EXERCISE DESCRIPTION | Could every entry be set down once more, exactly as given?

RECORDS |

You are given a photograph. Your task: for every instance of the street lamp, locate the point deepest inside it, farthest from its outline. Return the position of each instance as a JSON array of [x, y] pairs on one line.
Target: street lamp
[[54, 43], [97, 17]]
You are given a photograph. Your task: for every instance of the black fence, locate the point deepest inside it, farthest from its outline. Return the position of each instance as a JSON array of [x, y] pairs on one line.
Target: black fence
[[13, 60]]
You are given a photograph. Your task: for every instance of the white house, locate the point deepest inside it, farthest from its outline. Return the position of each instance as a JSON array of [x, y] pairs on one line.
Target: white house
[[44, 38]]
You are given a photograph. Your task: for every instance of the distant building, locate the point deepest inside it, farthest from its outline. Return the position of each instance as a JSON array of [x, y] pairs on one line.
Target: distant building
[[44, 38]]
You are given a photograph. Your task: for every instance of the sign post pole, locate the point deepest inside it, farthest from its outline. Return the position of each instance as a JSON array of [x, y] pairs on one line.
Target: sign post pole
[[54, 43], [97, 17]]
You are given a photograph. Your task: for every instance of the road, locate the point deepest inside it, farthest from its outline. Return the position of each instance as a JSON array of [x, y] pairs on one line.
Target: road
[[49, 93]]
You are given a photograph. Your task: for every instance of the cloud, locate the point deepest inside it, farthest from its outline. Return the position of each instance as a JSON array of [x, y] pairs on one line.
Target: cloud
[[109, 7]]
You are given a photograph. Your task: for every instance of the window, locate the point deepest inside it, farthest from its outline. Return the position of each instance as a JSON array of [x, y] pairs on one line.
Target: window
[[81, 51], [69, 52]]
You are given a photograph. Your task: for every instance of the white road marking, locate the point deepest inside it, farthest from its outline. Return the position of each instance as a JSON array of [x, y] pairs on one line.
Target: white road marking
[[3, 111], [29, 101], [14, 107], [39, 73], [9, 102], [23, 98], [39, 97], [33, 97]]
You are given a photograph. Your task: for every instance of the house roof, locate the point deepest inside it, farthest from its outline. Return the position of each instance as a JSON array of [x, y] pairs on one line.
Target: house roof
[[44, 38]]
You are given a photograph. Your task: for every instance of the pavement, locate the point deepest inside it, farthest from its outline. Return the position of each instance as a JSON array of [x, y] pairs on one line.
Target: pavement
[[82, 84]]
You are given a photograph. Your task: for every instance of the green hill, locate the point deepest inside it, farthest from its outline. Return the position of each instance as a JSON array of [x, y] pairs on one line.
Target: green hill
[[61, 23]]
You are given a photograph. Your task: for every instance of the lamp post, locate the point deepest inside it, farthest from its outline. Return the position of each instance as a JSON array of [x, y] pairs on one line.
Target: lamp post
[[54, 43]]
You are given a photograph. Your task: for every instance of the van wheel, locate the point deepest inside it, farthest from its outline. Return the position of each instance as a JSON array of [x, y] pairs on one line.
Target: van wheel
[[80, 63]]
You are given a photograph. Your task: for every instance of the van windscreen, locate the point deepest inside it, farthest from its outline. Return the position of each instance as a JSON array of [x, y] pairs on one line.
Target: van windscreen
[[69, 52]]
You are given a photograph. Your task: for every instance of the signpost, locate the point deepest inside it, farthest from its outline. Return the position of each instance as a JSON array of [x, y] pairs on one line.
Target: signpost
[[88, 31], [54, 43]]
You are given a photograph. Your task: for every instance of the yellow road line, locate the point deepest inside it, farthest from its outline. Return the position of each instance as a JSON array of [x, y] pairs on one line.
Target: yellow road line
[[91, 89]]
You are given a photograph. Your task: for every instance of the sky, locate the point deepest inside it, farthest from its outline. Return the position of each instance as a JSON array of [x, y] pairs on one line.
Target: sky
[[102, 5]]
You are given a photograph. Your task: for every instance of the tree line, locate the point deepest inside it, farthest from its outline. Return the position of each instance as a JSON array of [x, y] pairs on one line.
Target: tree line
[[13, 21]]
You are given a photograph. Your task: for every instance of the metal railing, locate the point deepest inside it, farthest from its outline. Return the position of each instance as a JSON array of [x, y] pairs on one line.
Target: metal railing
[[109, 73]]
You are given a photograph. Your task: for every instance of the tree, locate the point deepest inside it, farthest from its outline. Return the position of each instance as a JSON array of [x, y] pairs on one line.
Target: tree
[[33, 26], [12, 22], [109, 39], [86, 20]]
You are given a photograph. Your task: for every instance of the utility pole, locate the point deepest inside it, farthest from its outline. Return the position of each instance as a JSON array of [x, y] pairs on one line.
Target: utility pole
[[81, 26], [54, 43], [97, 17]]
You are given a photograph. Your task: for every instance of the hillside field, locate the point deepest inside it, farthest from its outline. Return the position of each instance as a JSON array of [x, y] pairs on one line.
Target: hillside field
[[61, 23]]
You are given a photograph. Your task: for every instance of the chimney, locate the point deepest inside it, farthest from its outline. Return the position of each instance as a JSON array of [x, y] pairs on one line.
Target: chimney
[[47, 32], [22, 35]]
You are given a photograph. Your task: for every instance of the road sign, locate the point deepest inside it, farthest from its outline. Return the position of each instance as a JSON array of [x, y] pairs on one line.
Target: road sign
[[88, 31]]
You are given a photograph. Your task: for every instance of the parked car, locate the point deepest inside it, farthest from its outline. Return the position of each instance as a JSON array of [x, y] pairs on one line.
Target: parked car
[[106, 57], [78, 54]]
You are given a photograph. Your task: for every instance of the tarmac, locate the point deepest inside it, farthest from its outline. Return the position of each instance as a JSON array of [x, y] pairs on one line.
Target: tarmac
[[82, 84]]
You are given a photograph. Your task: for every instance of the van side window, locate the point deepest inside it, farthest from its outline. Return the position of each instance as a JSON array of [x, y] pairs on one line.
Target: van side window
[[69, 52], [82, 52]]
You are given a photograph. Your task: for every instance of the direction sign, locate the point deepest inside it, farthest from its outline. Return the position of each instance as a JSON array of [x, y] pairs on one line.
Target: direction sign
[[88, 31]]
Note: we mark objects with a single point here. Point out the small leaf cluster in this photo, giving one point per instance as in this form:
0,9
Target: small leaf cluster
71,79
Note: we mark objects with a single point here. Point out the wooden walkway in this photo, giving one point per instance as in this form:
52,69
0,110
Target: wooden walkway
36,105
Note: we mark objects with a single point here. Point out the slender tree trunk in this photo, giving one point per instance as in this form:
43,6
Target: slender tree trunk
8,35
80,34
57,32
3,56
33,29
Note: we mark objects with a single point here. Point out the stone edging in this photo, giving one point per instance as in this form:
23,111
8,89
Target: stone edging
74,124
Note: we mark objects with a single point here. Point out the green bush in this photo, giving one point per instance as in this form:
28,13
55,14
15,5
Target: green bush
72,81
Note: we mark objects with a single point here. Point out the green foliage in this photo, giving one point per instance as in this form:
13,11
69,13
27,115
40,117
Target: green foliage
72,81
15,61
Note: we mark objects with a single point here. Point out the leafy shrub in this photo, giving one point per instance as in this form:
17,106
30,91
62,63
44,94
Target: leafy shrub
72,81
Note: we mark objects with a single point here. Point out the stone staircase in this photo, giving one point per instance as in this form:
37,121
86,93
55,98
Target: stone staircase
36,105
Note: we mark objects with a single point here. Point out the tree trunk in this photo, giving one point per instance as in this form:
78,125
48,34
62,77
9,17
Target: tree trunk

ANSWER SPACE |
You are given a photograph. Your task: for every instance of the street lamp, locate the point deepest inside it, farthest from its outline. Return the position of each instance as a JSON array of [x, y] pairs on one line.
Target: street lamp
[[54, 43], [97, 17]]
You are given a photograph. Your task: for every instance of the black fence, locate the point deepest inside it, farthest from its outline. Return the position of each instance as a JSON array of [x, y] pairs on one line.
Target: black fence
[[13, 60]]
You are given a photograph. Your task: for every instance of the white house, locate the point deepest inside it, farthest from its outline. Return the position of each instance as a JSON array of [x, y] pairs on one line.
Target: white house
[[44, 38]]
You are given a photograph. Your task: for every instance of the distant building, locate the point deepest inside it, farthest from its outline. Return the position of each instance as a JSON array of [x, y] pairs on one line.
Target: distant building
[[44, 38]]
You are given a photograph. Your task: for every instance of the sign post pole, locate the point deepest inside it, farthest from its outline. Return the position of each instance as a JSON array of [x, y] pairs on one line.
Target: sign post pole
[[54, 43], [97, 17]]
You are given a photograph. Your task: for every instance of the road, locate the point deepest inside it, farthest from its outline. Return the position of each instance as a JSON array of [x, y] pairs on one line.
Target: road
[[49, 93]]
You are given a photograph. Your task: for every instance of the cloud, locate the point deepest inside it, farthest from its outline. Return the position of each instance as a JSON array of [x, y] pairs on one line.
Target: cloud
[[109, 7]]
You are given a photograph. Your task: for every instance of the window, locate the point deepest inside it, farthest from its outline. Return the position of each instance as a JSON array of [x, y] pairs on one line.
Target: window
[[81, 51], [69, 52]]
You are given a photograph. Your task: for every instance of the white road marking, locate the point deepest inside it, farthest from its outline. Return the position of each instance as a JSON array of [x, y] pairs on one line.
Target: white road marking
[[3, 111], [29, 101], [14, 107], [39, 73], [9, 102], [23, 98], [39, 97], [33, 97]]
You are given a photograph. Your task: for every instance of the house roof, locate the point deepest inside it, farthest from its outline. Return the position of each instance as a JSON array of [x, y] pairs on one line.
Target: house roof
[[44, 38]]
You are given a photograph. Your task: for every instance of the pavement, locate the point deepest inside it, farthest from its outline. Return the position of each instance as a JSON array of [x, y] pairs on one line.
Target: pavement
[[82, 84]]
You are given a photograph. Your task: for every instance of the green hill, locate the point deepest inside it, farthest from its outline. Return the position of each instance as a JSON array of [x, y] pairs on one line.
Target: green hill
[[61, 23]]
You are given a photograph. Your task: for every instance of the lamp post, locate the point deepest inside it, farthest from its outline. Return the position of each instance as a JSON array of [x, y] pairs on one line.
Target: lamp post
[[54, 43]]
You are given a photograph. Your task: for every instance of the van wheel, locate the point deepest inside it, farthest from its outline. Return the position of each instance as a JSON array of [x, y] pairs on one line.
Target: van wheel
[[80, 63]]
You are given a photograph. Your task: for every instance of the van windscreen, locate the point deepest inside it, farthest from its outline. Return the position of each instance as a JSON array of [x, y] pairs on one line.
Target: van windscreen
[[69, 52]]
You are given a photograph. Your task: for every instance of the signpost, locate the point deepest inside it, farthest from its outline. Return the position of each instance as a JSON array of [x, y] pairs on one line.
Target: signpost
[[88, 31], [54, 43]]
You are given a photograph. Your task: for every instance of the yellow road line, locate the point deepest inside it, farthest from its outline. Return the position of each instance as a JSON array of [x, y] pairs on one line.
Target: yellow road line
[[91, 89]]
You are given a photograph. Your task: for every instance of the sky, locate the point deepest inside it, farthest from its outline. Return the position of each instance as a JSON array of [x, y] pairs on one line.
Target: sky
[[102, 5]]
You are given a photograph. Your task: for every instance of the tree line, locate the point deepest inside it, farthest from its outline. Return the position of each instance as a JSON array of [x, y] pairs on one line.
Target: tree line
[[13, 21]]
You are given a photograph. Your task: for every instance of the metal railing, locate the point deepest inside it, farthest from its outline. Return the position of each instance as a JSON array of [x, y] pairs on one line.
Target: metal railing
[[109, 73]]
You are given a photograph. Your task: for every instance of the tree, locate the point deepest inside it, farthest from its outline. Return the position of each instance as a JSON array of [x, y] pairs on one line.
Target: tree
[[33, 26], [12, 22], [109, 39], [86, 20]]
You are given a photograph. Your task: for every instance of the utility pole, locate the point deepest inside it, farthest from its outline. Return the position of each instance as a JSON array of [x, y] pairs on one line.
Target: utility pole
[[81, 26], [54, 43], [97, 17]]
You are given a photograph. Your task: for every instance of the hillside field, locate the point deepest inside it, farthest from its outline. Return the position of each instance as a JSON array of [x, y] pairs on one line.
Target: hillside field
[[61, 23]]
You are given a photograph. Your task: for every instance of the chimney, locate the point deepest inside it, farthest from its outline. Return the position of each instance as a JSON array of [x, y] pairs on one line.
Target: chimney
[[47, 32], [22, 35]]
You are given a photograph. Your task: for every instance of the road sign, locate the point deepest inside it, farthest from its outline. Return the position of each instance as a JSON array of [x, y] pairs on one line.
Target: road sign
[[88, 31]]
You are given a photograph. Your task: for every instance of the parked car, locate the point deepest inside it, farthest from its outline. Return the position of each instance as a JSON array of [x, y] pairs on one line.
Target: parked car
[[106, 57], [78, 54]]
You are given a photograph. Your task: for every instance of the tarmac, locate the point deepest inside it, farthest from its outline. Return the position of each instance as a JSON array of [x, y] pairs on one line.
Target: tarmac
[[82, 84]]
You are given a photograph. Your task: for every instance of the van side window, locate the point deepest inside it, farthest from its outline. Return the position of each instance as a JSON array of [x, y] pairs on one line.
Target: van side window
[[69, 52], [82, 52]]
You are given a photograph. Your task: for every instance of the direction sign, locate the point deepest inside it, farthest from its outline. Return the position of each instance as a JSON array of [x, y] pairs on one line.
Target: direction sign
[[88, 31]]
Note: we mark objects with a single point here. Point out the small leaf cluster in this photo, giving one point per instance as in this form:
0,9
Target: small leaf cluster
71,79
Note: we mark objects with a single point here. Point out the wooden walkway in this photo, giving one point per instance as in this form:
52,69
0,110
Target: wooden walkway
36,105
Note: we mark objects with a single point here. Point out the slender tree trunk in this photo, giving one point per instance as in this form:
43,6
Target: slender tree trunk
8,35
80,34
57,32
3,56
33,29
Note: we mark objects with a single point here. Point out the stone edging in this photo, giving one point per instance as in this form:
23,111
8,89
Target: stone edging
74,124
Note: we mark objects with a single point here. Point out the green bush in this photo, giving one point per instance as in this form:
28,13
55,14
15,5
Target: green bush
72,81
Note: we mark objects with a single point here. Point out the green foliage in this photo, giving one point per instance as in this form:
13,11
69,13
27,115
40,117
Target: green foliage
72,81
15,61
Note: we mark objects with a single point here. Point out the leafy shrub in this photo, giving one point per instance as in this form:
17,106
30,91
62,63
44,94
Target: leafy shrub
72,81
Note: we mark objects with a single point here. Point out the stone staircase in this photo, giving one point per instance as in this form:
37,121
86,93
55,98
Target: stone staircase
36,105
Note: we mark objects with a single point here. Point out the tree trunk in this photo, giving one point per instance as in this form:
78,125
48,34
62,77
9,17
Target: tree trunk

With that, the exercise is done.